··· Exercise materials
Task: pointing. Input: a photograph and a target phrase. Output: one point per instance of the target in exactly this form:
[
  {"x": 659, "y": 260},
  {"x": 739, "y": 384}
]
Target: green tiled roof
······
Problem: Please write out the listing above word for word, keeping every line unchanged.

Result of the exercise:
Task: pointing. Input: a photograph and a target phrase. Output: one point per instance of the target in exactly this form:
[
  {"x": 659, "y": 260},
  {"x": 739, "y": 384}
]
Target: green tiled roof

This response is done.